[Exercise]:
Work through the material below and tally the lines holding "metal"; only the tally should be returned.
:: Information given
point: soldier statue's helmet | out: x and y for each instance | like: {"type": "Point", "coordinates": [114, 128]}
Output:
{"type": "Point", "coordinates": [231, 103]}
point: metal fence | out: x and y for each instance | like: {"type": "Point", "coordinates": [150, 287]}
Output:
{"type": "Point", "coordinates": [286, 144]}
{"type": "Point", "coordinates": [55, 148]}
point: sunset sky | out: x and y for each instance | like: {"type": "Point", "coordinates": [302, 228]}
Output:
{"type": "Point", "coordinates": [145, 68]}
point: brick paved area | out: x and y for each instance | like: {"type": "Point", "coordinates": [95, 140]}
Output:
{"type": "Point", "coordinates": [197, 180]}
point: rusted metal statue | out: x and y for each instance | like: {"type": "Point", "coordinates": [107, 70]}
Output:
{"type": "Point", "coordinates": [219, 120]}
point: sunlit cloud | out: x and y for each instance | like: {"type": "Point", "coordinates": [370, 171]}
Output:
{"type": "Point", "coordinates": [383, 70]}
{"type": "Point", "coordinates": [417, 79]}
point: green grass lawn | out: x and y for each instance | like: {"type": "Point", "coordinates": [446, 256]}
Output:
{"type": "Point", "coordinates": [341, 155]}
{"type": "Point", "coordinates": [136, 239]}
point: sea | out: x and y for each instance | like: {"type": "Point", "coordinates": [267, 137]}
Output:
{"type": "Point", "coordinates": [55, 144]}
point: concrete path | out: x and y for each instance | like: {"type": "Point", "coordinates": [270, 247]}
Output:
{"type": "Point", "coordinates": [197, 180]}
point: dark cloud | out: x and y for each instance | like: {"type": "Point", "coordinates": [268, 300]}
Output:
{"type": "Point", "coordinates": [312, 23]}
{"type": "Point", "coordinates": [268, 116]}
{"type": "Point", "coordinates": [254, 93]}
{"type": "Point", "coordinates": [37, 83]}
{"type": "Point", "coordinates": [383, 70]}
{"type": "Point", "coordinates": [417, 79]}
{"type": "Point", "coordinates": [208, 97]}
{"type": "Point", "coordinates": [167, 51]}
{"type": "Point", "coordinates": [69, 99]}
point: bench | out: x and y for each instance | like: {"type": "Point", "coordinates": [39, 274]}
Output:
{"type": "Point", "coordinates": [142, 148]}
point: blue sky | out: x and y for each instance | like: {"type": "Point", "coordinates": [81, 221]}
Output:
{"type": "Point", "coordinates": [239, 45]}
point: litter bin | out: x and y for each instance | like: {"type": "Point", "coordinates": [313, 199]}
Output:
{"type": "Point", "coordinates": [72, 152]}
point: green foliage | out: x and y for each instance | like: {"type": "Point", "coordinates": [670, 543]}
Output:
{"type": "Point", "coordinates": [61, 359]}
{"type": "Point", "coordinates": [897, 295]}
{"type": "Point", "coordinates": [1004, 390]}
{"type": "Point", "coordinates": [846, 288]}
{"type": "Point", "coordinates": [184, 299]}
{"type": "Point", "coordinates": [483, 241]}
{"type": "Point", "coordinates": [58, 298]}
::::
:: Information given
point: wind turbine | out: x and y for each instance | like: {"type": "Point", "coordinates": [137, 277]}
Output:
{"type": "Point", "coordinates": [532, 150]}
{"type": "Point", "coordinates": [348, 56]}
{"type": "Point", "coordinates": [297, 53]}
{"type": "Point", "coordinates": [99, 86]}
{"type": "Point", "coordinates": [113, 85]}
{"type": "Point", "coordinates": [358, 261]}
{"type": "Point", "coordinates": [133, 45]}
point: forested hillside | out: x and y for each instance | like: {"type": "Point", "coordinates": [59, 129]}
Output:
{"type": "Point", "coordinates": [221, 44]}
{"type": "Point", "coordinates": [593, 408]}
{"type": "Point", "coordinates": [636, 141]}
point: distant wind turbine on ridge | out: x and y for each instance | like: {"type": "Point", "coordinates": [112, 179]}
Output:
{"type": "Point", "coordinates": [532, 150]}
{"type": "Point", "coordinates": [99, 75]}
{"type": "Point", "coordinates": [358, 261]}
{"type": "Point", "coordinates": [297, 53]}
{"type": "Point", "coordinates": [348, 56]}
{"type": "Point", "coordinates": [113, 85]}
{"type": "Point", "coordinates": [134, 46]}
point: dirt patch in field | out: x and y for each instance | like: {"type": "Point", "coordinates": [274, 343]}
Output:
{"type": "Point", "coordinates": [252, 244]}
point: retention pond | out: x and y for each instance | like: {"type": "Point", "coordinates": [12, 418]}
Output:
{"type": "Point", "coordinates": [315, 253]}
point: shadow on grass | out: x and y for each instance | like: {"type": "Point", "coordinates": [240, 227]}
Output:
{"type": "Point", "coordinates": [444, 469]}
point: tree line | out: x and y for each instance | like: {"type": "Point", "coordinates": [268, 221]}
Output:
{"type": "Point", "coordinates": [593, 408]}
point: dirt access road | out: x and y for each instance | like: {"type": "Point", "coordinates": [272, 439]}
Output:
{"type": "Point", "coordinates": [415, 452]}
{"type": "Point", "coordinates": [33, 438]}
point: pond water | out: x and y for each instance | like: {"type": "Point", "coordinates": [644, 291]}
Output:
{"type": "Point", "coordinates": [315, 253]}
::::
:: Information given
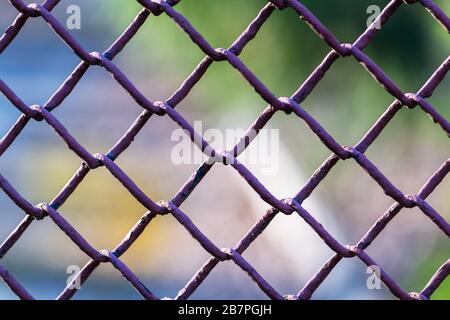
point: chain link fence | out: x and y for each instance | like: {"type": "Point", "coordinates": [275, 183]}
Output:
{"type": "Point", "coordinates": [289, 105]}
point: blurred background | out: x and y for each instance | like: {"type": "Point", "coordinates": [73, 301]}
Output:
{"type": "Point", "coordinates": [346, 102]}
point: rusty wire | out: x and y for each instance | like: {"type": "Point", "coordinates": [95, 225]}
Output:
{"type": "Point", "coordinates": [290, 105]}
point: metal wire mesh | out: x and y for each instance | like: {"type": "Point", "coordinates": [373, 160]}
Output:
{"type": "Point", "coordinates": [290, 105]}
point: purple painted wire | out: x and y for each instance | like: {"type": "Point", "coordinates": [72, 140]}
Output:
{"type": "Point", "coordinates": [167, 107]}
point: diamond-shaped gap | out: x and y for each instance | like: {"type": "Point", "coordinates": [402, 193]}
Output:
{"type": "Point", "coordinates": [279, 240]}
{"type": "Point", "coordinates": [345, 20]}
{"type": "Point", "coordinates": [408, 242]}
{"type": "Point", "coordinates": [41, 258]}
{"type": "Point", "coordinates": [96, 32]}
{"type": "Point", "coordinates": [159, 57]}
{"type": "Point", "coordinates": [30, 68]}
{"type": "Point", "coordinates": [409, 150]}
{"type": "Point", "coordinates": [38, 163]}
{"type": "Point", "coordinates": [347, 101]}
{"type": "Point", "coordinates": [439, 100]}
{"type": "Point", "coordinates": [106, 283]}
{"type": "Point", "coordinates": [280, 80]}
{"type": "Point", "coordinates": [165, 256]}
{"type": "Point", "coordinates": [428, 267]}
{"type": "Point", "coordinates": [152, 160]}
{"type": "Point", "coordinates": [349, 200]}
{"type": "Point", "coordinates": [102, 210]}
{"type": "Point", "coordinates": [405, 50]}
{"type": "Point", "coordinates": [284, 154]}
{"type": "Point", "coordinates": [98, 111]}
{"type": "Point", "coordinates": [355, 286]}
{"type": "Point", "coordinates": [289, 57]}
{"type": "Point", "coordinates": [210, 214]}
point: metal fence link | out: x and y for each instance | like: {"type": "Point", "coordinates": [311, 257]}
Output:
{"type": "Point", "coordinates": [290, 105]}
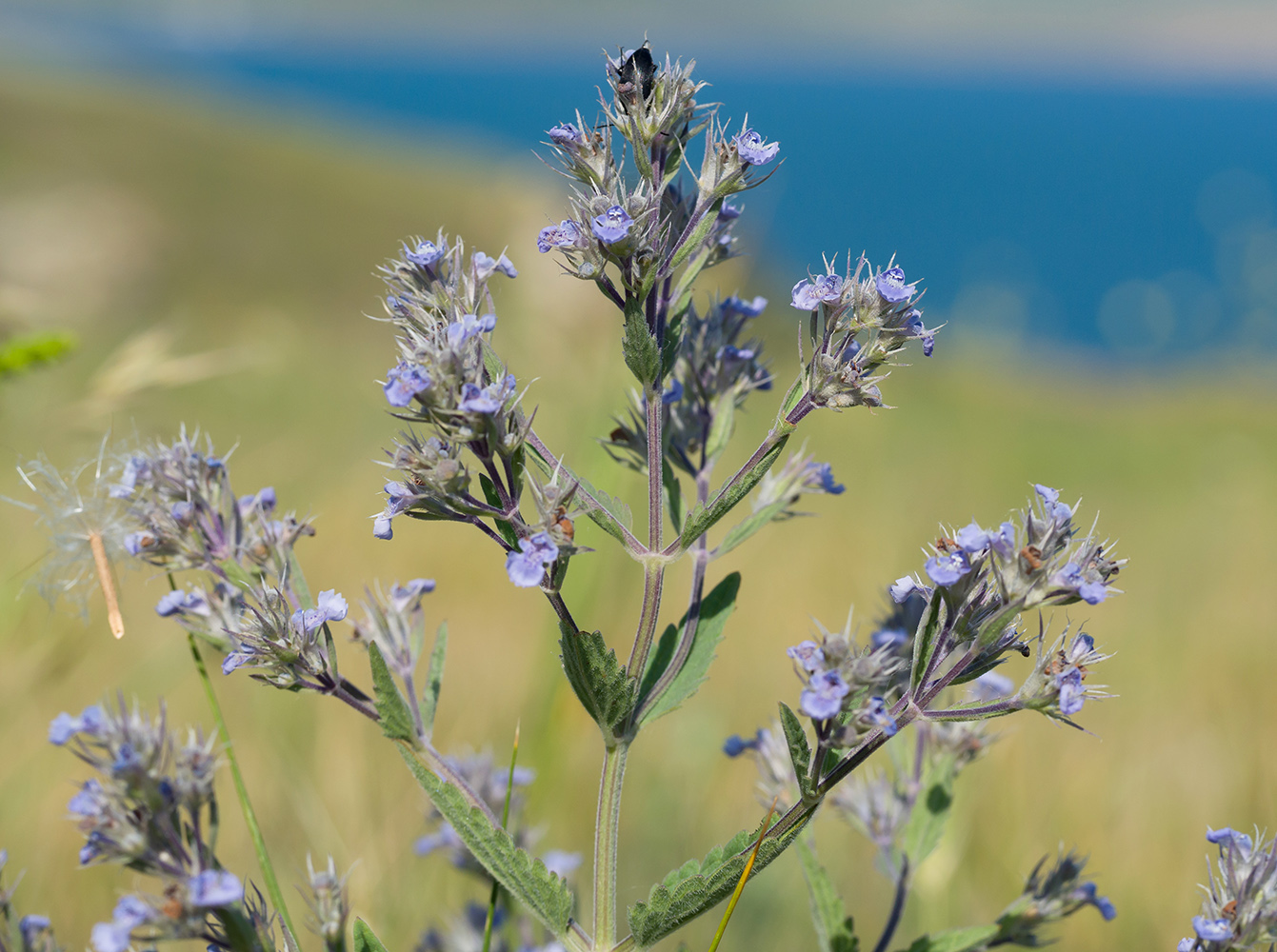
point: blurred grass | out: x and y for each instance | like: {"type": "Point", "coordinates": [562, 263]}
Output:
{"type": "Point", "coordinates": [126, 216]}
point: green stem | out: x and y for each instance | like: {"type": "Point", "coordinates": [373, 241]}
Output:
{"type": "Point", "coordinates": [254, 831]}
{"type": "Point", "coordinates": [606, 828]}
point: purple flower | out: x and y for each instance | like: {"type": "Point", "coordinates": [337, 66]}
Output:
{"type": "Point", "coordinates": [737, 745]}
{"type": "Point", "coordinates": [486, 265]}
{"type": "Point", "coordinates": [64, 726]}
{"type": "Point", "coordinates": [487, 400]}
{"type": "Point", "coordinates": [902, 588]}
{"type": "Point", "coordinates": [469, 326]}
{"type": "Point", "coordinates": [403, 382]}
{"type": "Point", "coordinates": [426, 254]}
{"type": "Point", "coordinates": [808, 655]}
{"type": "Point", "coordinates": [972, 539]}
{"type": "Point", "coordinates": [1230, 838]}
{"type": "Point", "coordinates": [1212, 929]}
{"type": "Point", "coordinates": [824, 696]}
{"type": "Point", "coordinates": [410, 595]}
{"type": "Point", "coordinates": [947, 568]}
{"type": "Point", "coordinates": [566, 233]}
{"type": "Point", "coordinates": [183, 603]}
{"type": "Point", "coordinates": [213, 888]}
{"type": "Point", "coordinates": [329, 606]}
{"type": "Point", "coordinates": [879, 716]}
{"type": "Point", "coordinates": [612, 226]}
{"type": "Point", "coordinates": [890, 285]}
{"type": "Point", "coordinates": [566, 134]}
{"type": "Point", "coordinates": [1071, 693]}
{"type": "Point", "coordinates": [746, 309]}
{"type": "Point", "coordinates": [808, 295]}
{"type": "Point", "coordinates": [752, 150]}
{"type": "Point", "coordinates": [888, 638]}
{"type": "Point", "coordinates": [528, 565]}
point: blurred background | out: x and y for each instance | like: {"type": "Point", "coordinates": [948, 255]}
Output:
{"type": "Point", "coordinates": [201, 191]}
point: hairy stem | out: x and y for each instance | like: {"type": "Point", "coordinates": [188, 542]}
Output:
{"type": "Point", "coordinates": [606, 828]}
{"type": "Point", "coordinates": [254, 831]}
::::
[Written solution]:
4